Data lines

::::::::::

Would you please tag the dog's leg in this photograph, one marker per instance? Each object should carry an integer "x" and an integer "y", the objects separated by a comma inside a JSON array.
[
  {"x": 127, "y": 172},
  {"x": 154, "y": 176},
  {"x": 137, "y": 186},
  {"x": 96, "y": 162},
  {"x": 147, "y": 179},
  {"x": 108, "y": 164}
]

::::::::::

What you will do: Could you extract every line of the material above and reproduce each one character for character?

Reply:
Would you please tag the dog's leg in this photograph, one marker per instance? Each object should carry an integer "x" and an integer "y", the objects separated by a comma inside a JSON array.
[
  {"x": 127, "y": 172},
  {"x": 154, "y": 176},
  {"x": 137, "y": 186},
  {"x": 96, "y": 162},
  {"x": 147, "y": 179},
  {"x": 108, "y": 164}
]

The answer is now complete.